**STORED ROWS**
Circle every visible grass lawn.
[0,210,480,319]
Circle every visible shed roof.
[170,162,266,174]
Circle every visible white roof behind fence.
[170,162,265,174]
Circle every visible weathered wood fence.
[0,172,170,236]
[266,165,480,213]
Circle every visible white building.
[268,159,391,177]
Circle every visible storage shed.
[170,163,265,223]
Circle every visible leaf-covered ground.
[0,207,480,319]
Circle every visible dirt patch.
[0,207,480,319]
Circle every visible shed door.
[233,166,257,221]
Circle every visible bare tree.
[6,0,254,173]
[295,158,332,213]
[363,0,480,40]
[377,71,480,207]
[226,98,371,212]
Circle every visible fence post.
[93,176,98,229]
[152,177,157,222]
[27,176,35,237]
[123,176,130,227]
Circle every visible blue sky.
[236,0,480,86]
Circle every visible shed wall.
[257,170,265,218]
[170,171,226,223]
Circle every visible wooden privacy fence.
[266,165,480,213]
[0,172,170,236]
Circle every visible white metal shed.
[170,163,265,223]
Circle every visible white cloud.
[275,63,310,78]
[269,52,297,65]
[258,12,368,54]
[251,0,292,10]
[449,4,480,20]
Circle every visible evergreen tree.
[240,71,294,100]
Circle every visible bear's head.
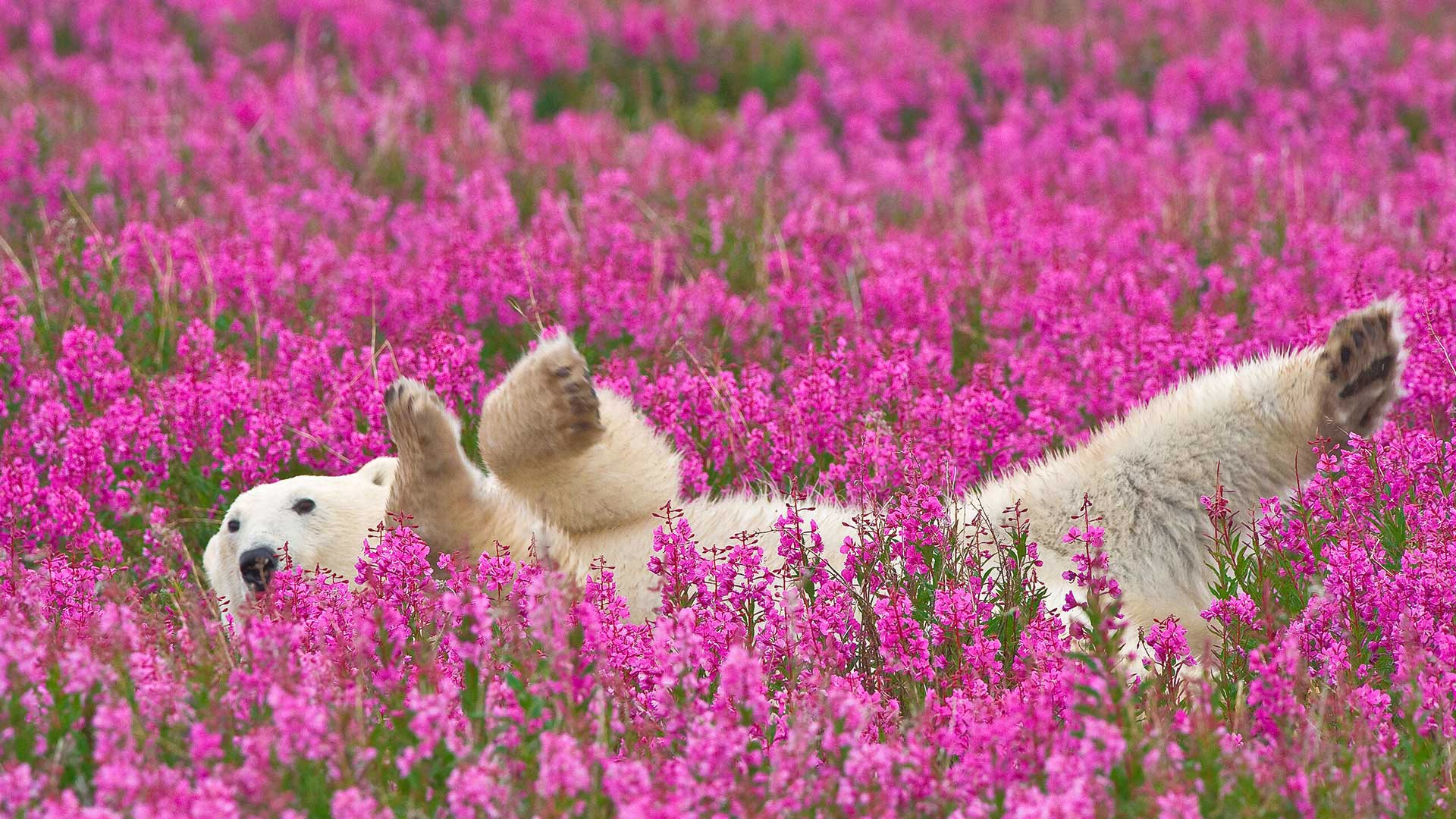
[202,457,399,613]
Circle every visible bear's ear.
[355,457,399,487]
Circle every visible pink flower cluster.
[0,0,1456,819]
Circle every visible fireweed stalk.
[0,0,1456,817]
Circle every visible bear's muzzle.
[237,547,278,595]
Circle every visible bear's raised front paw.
[384,378,460,472]
[481,337,606,474]
[1320,299,1405,436]
[522,337,603,453]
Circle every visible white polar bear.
[202,457,399,613]
[206,300,1405,645]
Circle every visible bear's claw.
[1320,299,1405,436]
[384,378,460,474]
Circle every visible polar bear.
[199,299,1405,645]
[202,457,399,613]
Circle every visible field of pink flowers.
[0,0,1456,819]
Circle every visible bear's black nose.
[237,547,278,595]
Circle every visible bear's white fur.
[206,300,1405,645]
[202,457,399,613]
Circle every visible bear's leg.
[1320,299,1405,443]
[479,337,679,533]
[384,378,544,577]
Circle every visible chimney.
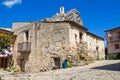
[60,6,64,14]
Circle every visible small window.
[115,44,120,49]
[25,30,29,41]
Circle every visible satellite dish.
[108,34,112,37]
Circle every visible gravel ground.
[0,60,120,80]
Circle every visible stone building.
[12,7,105,72]
[105,27,120,54]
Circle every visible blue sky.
[0,0,120,37]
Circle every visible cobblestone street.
[0,60,120,80]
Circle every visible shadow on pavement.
[91,63,120,71]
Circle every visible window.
[25,30,29,41]
[115,44,120,49]
[74,34,77,40]
[79,32,83,40]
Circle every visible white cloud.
[2,0,22,8]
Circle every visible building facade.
[12,7,105,72]
[0,28,16,68]
[105,27,120,54]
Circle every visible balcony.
[110,36,120,42]
[18,42,31,52]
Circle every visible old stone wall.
[87,34,105,59]
[14,22,69,72]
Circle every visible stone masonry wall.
[14,22,69,72]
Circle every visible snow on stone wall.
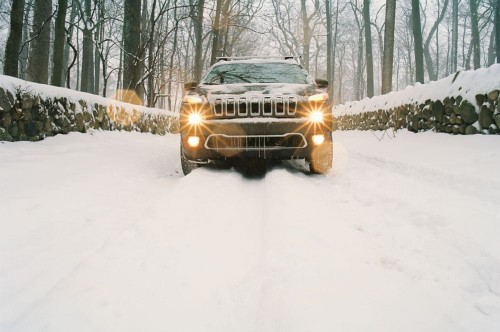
[0,75,178,141]
[333,64,500,134]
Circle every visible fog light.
[188,113,203,126]
[188,136,200,148]
[313,135,325,145]
[309,111,323,123]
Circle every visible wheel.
[309,133,333,174]
[181,145,200,175]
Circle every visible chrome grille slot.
[205,133,307,151]
[238,97,248,116]
[286,96,298,115]
[213,99,224,116]
[226,98,236,116]
[262,97,273,115]
[250,97,260,116]
[211,96,298,117]
[274,97,288,115]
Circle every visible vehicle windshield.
[202,62,308,84]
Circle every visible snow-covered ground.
[0,132,500,332]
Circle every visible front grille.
[211,96,297,118]
[205,133,307,151]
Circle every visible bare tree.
[123,0,141,102]
[3,0,25,77]
[424,0,449,81]
[381,0,396,94]
[469,0,481,69]
[494,0,500,63]
[411,0,424,83]
[363,0,373,98]
[51,0,68,86]
[27,0,52,84]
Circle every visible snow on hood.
[200,83,317,99]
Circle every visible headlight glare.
[182,95,203,104]
[188,113,203,125]
[309,111,323,123]
[308,92,329,102]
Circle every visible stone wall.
[0,87,178,141]
[334,90,500,135]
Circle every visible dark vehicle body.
[180,58,333,174]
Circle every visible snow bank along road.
[0,132,500,332]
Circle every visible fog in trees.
[0,0,500,106]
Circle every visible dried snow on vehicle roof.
[201,83,305,98]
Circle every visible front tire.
[181,145,200,175]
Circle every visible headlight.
[188,113,203,125]
[182,95,203,104]
[308,92,329,101]
[309,111,323,123]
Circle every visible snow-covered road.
[0,132,500,332]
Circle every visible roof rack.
[215,55,300,61]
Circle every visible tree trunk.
[51,0,68,87]
[167,9,179,111]
[27,0,52,84]
[210,0,223,65]
[94,0,105,95]
[488,29,495,67]
[147,0,156,107]
[18,0,33,80]
[3,0,25,77]
[193,0,205,82]
[411,0,424,83]
[300,0,312,71]
[495,1,500,63]
[62,0,77,85]
[424,0,449,81]
[470,0,481,69]
[325,0,333,97]
[123,0,141,102]
[451,0,459,72]
[363,0,373,98]
[80,0,94,93]
[381,0,396,94]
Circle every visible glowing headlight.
[308,93,328,101]
[182,95,203,104]
[188,113,203,125]
[312,135,325,145]
[309,111,323,123]
[188,136,200,148]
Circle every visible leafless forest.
[0,0,500,109]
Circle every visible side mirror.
[184,81,198,90]
[314,78,328,89]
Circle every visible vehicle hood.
[200,83,319,99]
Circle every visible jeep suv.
[180,57,333,175]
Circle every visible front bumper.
[181,118,331,162]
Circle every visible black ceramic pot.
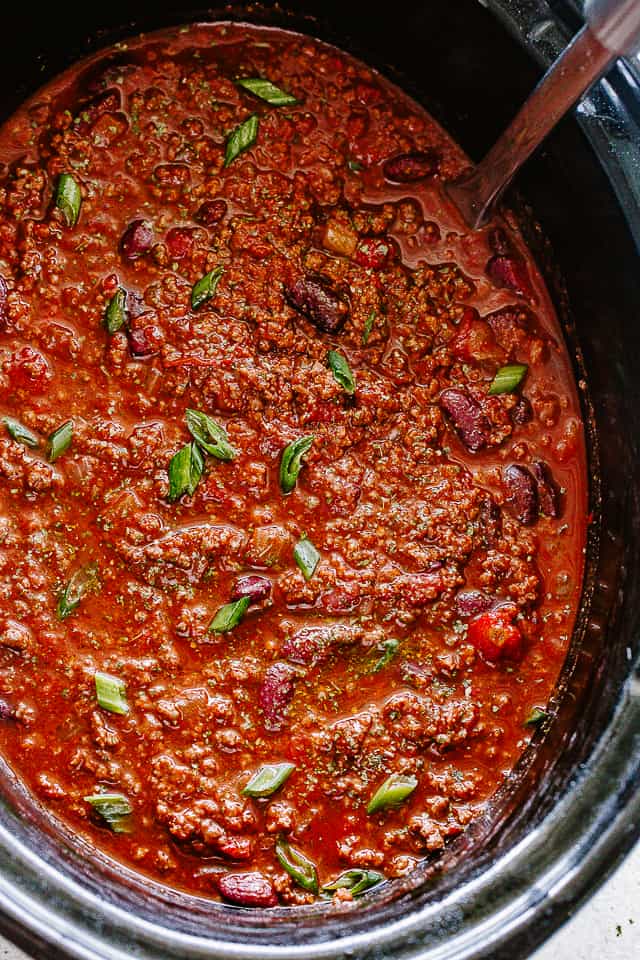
[0,0,640,960]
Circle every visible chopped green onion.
[322,870,387,897]
[371,640,400,673]
[327,350,356,394]
[56,563,98,620]
[104,287,128,333]
[280,435,314,493]
[236,77,298,107]
[47,420,73,463]
[224,113,259,167]
[4,417,40,447]
[191,267,224,310]
[276,839,318,893]
[242,763,296,797]
[84,793,132,833]
[55,173,82,227]
[93,670,129,715]
[487,363,529,397]
[185,410,236,460]
[167,443,204,500]
[524,707,549,727]
[367,773,418,813]
[362,310,376,347]
[209,597,251,633]
[293,537,320,580]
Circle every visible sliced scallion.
[276,839,318,893]
[242,762,296,797]
[327,350,356,394]
[280,435,314,493]
[84,793,133,833]
[4,417,40,447]
[293,537,320,580]
[47,420,73,463]
[367,773,418,814]
[487,363,529,397]
[236,77,298,107]
[167,443,204,501]
[224,113,259,167]
[209,597,251,633]
[93,670,129,715]
[185,410,236,460]
[191,267,224,310]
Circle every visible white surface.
[0,845,640,960]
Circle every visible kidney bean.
[440,387,491,453]
[284,276,349,333]
[531,460,560,517]
[120,220,153,260]
[258,660,298,730]
[218,872,278,907]
[486,254,532,297]
[455,590,494,617]
[382,150,440,183]
[195,199,227,227]
[231,574,271,603]
[503,463,538,526]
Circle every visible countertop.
[0,844,640,960]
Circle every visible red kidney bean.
[218,872,278,907]
[284,276,349,333]
[258,660,298,730]
[455,590,494,617]
[502,463,538,526]
[487,254,531,297]
[231,574,271,603]
[531,460,560,517]
[382,150,440,183]
[440,387,491,453]
[120,220,153,260]
[195,199,227,227]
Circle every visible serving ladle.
[446,0,640,229]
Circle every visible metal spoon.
[446,0,640,229]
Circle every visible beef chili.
[0,23,587,907]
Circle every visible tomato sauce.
[0,24,586,907]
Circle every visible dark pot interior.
[0,0,640,960]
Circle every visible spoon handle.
[447,0,640,229]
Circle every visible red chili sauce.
[0,24,586,906]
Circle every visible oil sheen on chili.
[0,24,586,907]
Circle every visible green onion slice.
[280,435,314,493]
[524,707,549,727]
[104,287,129,333]
[167,443,204,501]
[487,363,529,397]
[4,417,40,447]
[224,113,259,167]
[362,310,376,347]
[209,597,251,633]
[367,773,418,813]
[84,793,132,833]
[327,350,356,394]
[293,537,320,580]
[242,763,296,797]
[191,267,224,310]
[276,839,318,893]
[236,77,298,107]
[322,870,387,897]
[94,670,129,715]
[47,420,73,463]
[56,563,98,620]
[371,640,400,673]
[185,410,237,460]
[55,173,82,227]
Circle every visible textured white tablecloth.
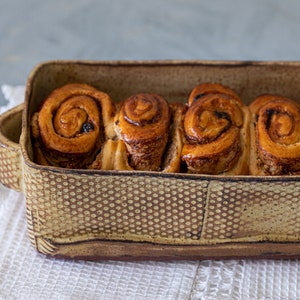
[0,85,300,300]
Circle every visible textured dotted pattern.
[0,147,21,191]
[24,161,300,252]
[25,165,208,247]
[202,181,300,243]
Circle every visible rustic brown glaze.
[0,61,300,260]
[250,95,300,175]
[31,84,115,168]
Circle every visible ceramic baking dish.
[0,61,300,260]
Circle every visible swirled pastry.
[250,94,300,175]
[115,94,182,172]
[32,83,115,168]
[182,84,250,175]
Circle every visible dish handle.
[0,104,24,191]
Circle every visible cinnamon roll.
[181,84,250,175]
[115,94,181,172]
[31,83,116,168]
[250,94,300,175]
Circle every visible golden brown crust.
[182,85,249,175]
[250,94,300,175]
[115,94,170,171]
[32,84,115,168]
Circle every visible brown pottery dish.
[0,61,300,260]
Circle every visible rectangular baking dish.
[0,61,300,260]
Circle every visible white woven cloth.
[0,85,300,300]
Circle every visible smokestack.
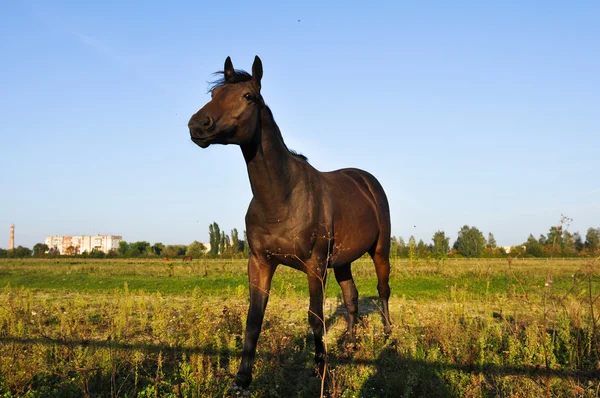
[8,224,15,250]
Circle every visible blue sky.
[0,0,600,247]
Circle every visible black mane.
[208,69,308,162]
[208,69,252,93]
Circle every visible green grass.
[0,259,600,397]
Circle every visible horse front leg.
[235,255,277,388]
[308,268,327,375]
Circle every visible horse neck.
[242,107,295,211]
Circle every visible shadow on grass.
[0,297,599,397]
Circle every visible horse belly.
[332,198,379,266]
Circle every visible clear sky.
[0,0,600,248]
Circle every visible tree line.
[390,223,600,259]
[0,216,600,259]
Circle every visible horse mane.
[208,69,308,162]
[265,105,308,163]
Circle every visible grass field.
[0,258,600,397]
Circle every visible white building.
[44,235,123,254]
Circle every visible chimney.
[8,224,15,250]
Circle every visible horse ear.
[252,55,262,87]
[223,57,235,82]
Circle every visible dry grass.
[0,260,600,397]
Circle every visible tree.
[185,240,206,258]
[524,234,544,257]
[573,232,584,253]
[219,232,229,256]
[118,240,129,257]
[546,225,563,253]
[151,242,165,256]
[585,228,600,253]
[244,230,250,257]
[486,232,496,250]
[456,225,485,257]
[231,228,244,254]
[128,241,151,257]
[538,234,548,246]
[561,231,577,256]
[417,239,431,258]
[161,245,187,257]
[208,222,221,257]
[90,249,106,258]
[33,243,50,257]
[432,231,450,260]
[8,245,33,258]
[398,236,408,257]
[408,235,417,267]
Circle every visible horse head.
[188,56,264,148]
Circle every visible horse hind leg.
[333,263,358,345]
[308,268,327,375]
[369,241,392,334]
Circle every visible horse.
[188,56,391,389]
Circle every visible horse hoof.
[227,382,250,398]
[231,373,252,390]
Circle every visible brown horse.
[188,57,391,388]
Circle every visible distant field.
[0,259,600,397]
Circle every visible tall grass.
[0,259,600,397]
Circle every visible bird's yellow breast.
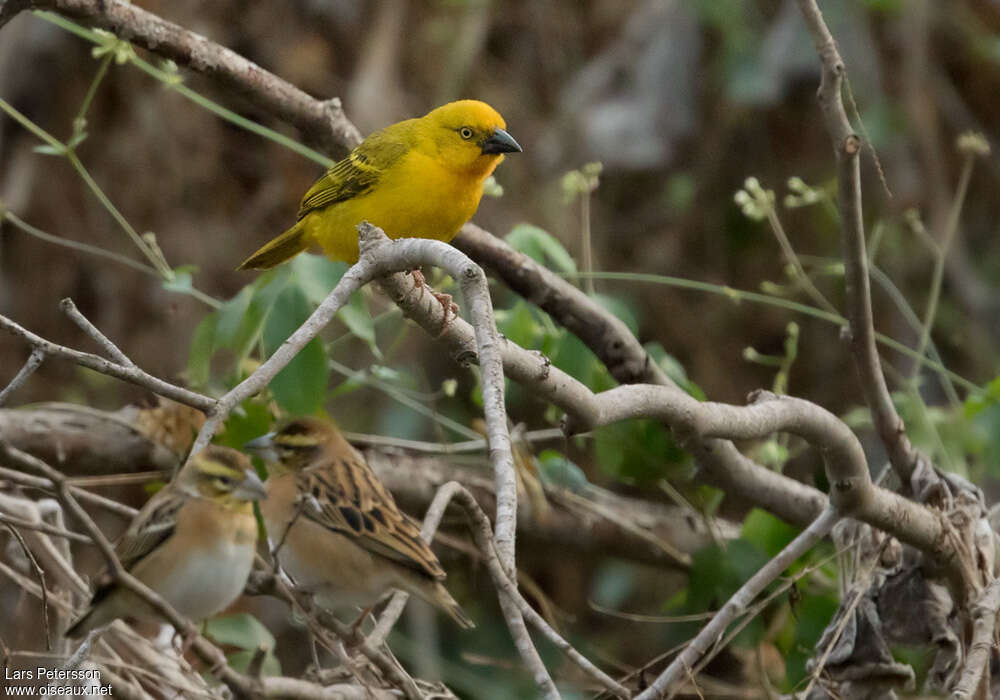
[305,150,499,263]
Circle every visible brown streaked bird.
[66,445,266,637]
[244,418,474,628]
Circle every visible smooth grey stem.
[0,347,45,406]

**GIVEN TASK**
Rescale the data from the line containing "Circle every visible storage shed." through the line containing "[240,71,294,100]", both included, and write out only those lines, requests and all. Multiply every box coordinate by 0.6 and round to whole numbers, with halves going up.

**REPLY TO THE TASK**
Circle every visible storage shed.
[102,98,159,134]
Circle every visible leaf-covered ground.
[0,124,288,191]
Circle every visible dirt patch.
[0,124,288,191]
Circle every visible shed door.
[140,100,154,133]
Circle every visible bare tree.
[4,0,152,104]
[177,95,199,128]
[218,0,288,24]
[226,43,288,124]
[136,59,223,127]
Circle every visible fence post.
[56,106,59,137]
[91,106,94,133]
[16,106,21,142]
[74,106,78,136]
Circle every visible blue sky.
[142,0,288,52]
Circle every visible shed wall.
[154,102,159,131]
[102,103,136,134]
Circle every visible wooden privacy fence.
[160,99,288,128]
[0,103,102,142]
Circle every visible white metal shed.
[102,98,159,134]
Circle every visible white cloud.
[165,38,186,47]
[161,31,178,39]
[155,7,221,32]
[151,0,175,6]
[269,2,288,12]
Circle every visible evergreen tree.
[144,43,176,60]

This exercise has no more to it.